▶ [Texto do exercício]
>>>

27/05/2013 - Por Karina Toledo
Agência FAPESP – Boa parte da rotina dos cientistas forenses é
dedicada a identificar pessoas – sejam elas vítimas de acidentes,
desaparecidos, suspeitos de crimes ou, simplesmente, cadáveres
desconhecidos.
Embora o exame de DNA seja um importante aliado nesse trabalho, não é
a única ferramenta disponível. Em determinados casos, a análise dos
ossos pode trazer pistas ainda mais valiosas e fundamentais para
desvendar o enigma.
“De que adianta avaliar o DNA de uma ossada encontrada em um
cemitério clandestino se não houver um suspeito para comparar?”, disse Marco Aurélio Guimarães,
responsável pelo Laboratório de Antropologia Forense do Centro de
Medicina Legal (Cemel) da Faculdade de Medicina de Ribeirão Preto, da
Universidade de São Paulo (FMRP-USP), onde depara cotidianamente com
esse tipo de situação.
“Nesses casos, buscamos determinar, pela morfologia dos ossos, o sexo
da vítima, sua ancestralidade (caucasiana, africana, asiática ou
indígena), faixa etária, estatura e até mesmo a destreza manual. Também
buscamos marcas de cirurgias, de traumas ou alterações anatômicas de
nascença que facilitem o reconhecimento.
Esse perfil é então divulgado
na expectativa de encontrar familiares que possam fornecer mais
informações e, eventualmente, uma amostra de DNA para a comparação”,
disse Guimarães, um dos palestrantes do 4º Congresso Brasileiro de
Genética Forense, realizado entre os dias 7 e 10 de maio em São Paulo
com apoio da FAPESP.
Segundo Guimarães, são poucos os distritos do país que contam com
peritos treinados para fazer essa análise bioantropológica. Além disso,
não há uma metodologia uniforme e bem estabelecida no Brasil. O
protocolo usado no Cemel foi desenvolvido por Guimarães há cerca de oito
anos em parceria com cientistas da Universidade de Sheffield, no Reino
Unido.
“Para determinar o sexo, por exemplo, usamos principalmente os ossos
do crânio e da pelve. Selecionamos os parâmetros morfológicos mais
confiáveis da literatura científica e avaliamos se há mais
características masculinas ou femininas presentes. No caso da estatura,
tomamos como base a medida de ossos longos e usamos fórmulas matemáticas
de regressão para fazer uma estimativa. Já o estado das articulações
pode revelar pistas importantes sobre a faixa etária”, disse.
Com essa metodologia, aliada à análise das arcadas dentárias, os
peritos do Cemel conseguem descobrir a identidade de um terço das
ossadas que dão entrada no laboratório. Segundo Guimarães, o índice é
comparável ao dos melhores centros de antropologia forense do mundo.
A mesma técnica vem sendo empregada
pelo cientista no Grupo de Trabalho do Araguaia (GTA), que há cerca de
cinco anos realiza expedições no Norte do país em busca dos corpos dos
guerrilheiros comunistas mortos durante a ditadura militar (1964-1985).

<<<

▶ [Dados fornecidos]
>>>

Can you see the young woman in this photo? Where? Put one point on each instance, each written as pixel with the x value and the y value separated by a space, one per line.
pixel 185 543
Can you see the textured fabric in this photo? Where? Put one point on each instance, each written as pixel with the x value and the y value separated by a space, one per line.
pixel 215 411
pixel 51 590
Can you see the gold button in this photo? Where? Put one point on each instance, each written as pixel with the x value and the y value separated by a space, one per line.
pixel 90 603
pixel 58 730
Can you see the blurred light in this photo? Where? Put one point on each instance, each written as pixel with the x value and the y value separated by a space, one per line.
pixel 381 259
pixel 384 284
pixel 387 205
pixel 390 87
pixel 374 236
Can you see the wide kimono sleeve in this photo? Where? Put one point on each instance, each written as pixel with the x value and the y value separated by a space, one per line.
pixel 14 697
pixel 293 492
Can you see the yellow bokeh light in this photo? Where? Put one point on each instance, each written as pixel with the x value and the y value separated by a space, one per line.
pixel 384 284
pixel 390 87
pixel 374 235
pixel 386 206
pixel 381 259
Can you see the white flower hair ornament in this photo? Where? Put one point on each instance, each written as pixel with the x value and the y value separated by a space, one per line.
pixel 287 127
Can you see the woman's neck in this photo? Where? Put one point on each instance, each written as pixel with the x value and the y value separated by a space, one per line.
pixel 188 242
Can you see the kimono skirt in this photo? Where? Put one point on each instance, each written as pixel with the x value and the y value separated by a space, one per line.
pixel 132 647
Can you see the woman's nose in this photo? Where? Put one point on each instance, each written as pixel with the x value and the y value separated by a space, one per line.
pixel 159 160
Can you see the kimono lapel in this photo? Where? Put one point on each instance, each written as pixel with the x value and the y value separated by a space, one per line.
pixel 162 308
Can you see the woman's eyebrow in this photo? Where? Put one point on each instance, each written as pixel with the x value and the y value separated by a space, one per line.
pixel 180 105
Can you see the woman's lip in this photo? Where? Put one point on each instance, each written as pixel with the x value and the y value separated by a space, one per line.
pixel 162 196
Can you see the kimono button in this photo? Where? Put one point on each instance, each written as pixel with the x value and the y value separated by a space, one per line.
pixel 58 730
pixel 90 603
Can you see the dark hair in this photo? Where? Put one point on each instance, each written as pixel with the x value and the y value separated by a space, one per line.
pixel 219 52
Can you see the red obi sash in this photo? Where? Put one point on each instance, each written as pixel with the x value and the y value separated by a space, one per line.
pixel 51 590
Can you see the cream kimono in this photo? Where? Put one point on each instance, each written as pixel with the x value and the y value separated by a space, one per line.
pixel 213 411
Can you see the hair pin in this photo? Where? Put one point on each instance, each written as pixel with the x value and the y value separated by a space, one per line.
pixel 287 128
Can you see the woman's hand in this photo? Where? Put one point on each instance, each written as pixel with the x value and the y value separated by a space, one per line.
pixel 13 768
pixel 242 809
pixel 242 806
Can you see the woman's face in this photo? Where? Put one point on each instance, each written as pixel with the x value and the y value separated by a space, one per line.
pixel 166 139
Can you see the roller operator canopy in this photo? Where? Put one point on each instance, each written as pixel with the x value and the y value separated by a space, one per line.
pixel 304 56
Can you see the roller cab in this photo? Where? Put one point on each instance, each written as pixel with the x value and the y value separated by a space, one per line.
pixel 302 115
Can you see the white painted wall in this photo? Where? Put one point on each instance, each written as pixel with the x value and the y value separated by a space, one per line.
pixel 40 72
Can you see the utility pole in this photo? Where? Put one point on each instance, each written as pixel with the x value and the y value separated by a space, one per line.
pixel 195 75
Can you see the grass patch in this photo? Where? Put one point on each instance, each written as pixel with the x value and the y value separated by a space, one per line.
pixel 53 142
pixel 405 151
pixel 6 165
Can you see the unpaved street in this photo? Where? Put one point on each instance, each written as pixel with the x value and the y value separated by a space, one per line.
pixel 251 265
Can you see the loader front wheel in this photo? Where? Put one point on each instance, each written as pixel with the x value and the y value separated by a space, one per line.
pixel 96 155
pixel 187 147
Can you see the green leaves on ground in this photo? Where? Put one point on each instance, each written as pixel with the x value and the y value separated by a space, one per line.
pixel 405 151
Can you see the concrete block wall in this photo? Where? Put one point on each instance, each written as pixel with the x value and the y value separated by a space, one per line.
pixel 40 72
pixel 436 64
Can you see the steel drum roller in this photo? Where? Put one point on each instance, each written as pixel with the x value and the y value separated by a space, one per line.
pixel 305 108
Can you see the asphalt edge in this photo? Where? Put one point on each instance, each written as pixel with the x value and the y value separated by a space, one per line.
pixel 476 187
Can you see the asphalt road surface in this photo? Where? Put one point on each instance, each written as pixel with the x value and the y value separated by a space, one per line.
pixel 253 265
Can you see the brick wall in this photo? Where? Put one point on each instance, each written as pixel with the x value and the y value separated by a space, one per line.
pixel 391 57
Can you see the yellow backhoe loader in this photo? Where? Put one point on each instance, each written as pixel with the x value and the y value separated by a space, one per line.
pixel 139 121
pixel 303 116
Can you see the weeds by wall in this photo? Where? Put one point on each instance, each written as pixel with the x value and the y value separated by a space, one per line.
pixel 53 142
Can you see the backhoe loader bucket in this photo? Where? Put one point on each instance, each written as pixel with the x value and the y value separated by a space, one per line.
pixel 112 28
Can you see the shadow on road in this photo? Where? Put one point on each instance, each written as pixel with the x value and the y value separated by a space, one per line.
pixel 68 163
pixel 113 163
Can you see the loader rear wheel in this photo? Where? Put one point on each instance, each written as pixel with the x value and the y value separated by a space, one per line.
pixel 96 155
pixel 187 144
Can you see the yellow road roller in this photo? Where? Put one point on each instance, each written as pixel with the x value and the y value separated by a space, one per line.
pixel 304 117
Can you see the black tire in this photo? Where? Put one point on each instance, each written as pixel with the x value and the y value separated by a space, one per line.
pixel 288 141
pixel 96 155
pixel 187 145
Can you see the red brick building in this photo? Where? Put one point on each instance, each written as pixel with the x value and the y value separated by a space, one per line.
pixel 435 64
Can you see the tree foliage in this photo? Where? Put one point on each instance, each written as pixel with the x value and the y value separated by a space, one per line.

<<<
>>>

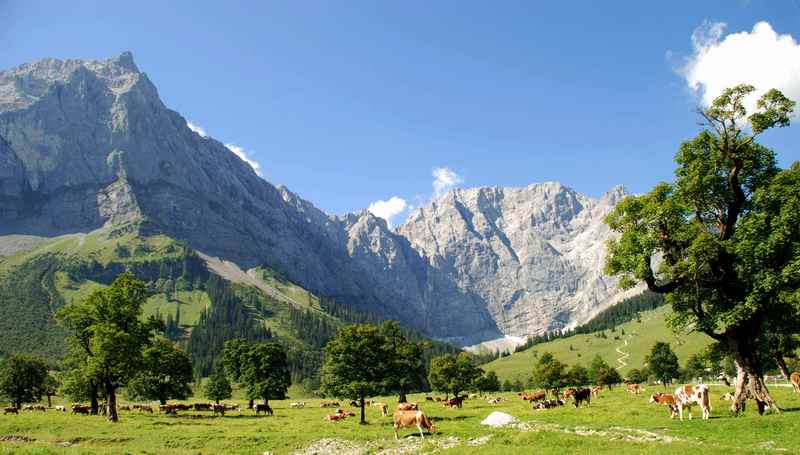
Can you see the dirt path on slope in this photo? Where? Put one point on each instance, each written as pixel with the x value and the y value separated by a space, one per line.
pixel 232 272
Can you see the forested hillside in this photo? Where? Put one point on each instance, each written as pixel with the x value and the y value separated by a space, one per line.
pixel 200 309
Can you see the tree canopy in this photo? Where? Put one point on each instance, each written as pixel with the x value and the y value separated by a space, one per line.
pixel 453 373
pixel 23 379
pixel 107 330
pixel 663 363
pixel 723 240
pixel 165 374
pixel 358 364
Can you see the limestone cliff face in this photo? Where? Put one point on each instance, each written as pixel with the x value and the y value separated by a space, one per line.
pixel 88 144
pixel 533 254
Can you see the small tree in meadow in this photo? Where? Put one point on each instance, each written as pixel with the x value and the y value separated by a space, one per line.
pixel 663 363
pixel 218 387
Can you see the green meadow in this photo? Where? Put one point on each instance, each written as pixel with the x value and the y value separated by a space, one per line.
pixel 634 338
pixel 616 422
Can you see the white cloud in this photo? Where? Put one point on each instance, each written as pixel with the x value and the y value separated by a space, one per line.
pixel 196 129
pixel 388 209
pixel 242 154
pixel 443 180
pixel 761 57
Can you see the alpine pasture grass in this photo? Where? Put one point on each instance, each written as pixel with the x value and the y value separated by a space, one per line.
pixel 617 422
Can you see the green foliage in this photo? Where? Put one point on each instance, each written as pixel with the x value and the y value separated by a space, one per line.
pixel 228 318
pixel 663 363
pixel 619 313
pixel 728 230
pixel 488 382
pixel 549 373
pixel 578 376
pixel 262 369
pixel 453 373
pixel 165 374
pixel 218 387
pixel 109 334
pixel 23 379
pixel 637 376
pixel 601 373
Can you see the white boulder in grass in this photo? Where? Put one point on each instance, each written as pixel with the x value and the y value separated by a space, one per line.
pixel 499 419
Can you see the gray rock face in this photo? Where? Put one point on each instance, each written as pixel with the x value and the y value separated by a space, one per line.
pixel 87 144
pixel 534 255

<<<

▶ [Tarefa proposta 1]
Transcreva do texto sobre antropologia forense o trecho que começa em "Embora o exame" e termina em "desvendar o enigma.", incluindo este último.
▶ [Tarefa proposta 2]
Segundo o texto sobre antropologia forense, com que objetivo é divulgado o perfil traçado a partir da análise dos ossos? Responda em até três frases.
▶ [Tarefa proposta 3]
Prossiga o texto sobre antropologia forense a partir do ponto em que ele termina.

▶ [Área de resposta 1]
Embora o exame de DNA seja um importante aliado nesse trabalho, não é
a única ferramenta disponível. Em determinados casos, a análise dos
ossos pode trazer pistas ainda mais valiosas e fundamentais para
desvendar o enigma.

▶ [Área de resposta 2]
O perfil é divulgado na expectativa de encontrar familiares que possam fornecer mais informações. Também se espera que esses familiares possam, eventualmente, fornecer uma amostra de DNA para a comparação.

▶ [Área de resposta 3]
“Se todas as ossadas encontradas na região fossem encaminhadas para a
análise de DNA, o trabalho de identificação custaria uma fortuna e
traria poucos resultados. Por isso, fazemos uma triagem ainda no local
da escavação, com o objetivo de determinar se aquele despojo tem o
perfil compatível com o de um guerrilheiro”, contou Guimarães.
Mas determinar a ancestralidade e até mesmo a estatura com base em
parâmetros estabelecidos a partir de dados internacionais pode ser uma
tarefa ingrata em um país miscigenado como o Brasil. Por esse motivo,
Guimarães orienta atualmente um trabalho de doutorado cujo objetivo é
estabelecer parâmetros mais fidedignos para a população brasileira.
“Vamos exumar 150 corpos não reclamados por familiares de um
cemitério de Ribeirão Preto, aplicar esse protocolo de análise e
comparar os resultados obtidos com os esperados pelos parâmetros do
Cemel. A ideia é estabelecer referências nacionais mais confiáveis”,
contou.
A pesquisa está sendo conduzida por Raffaela Arrabaça Francisco, na FMRP-USP, e conta com Bolsa da FAPESP.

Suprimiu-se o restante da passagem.